### THE TASK
Gather each line of the data below that contains the word "alloy", treating uppercase and lowercase letters as distinct.

=-=-=

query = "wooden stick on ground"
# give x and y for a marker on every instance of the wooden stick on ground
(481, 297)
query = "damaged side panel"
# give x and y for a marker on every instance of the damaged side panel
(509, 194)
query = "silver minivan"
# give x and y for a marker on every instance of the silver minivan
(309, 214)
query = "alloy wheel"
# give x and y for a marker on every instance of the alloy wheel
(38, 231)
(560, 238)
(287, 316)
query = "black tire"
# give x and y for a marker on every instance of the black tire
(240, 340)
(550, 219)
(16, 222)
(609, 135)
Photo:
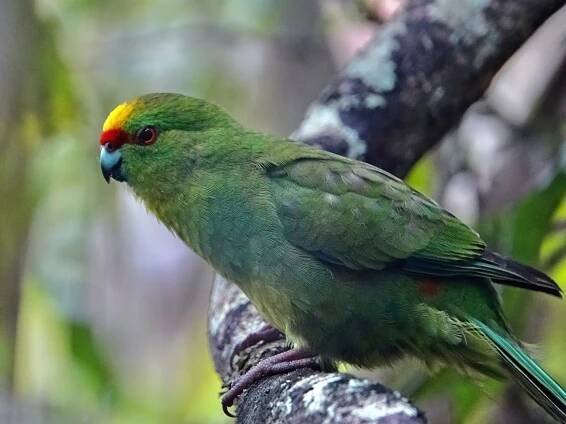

=-=-=

### TASK RESULT
query = "alloy wheel"
# give x and y for a marker on every instance of the alloy wheel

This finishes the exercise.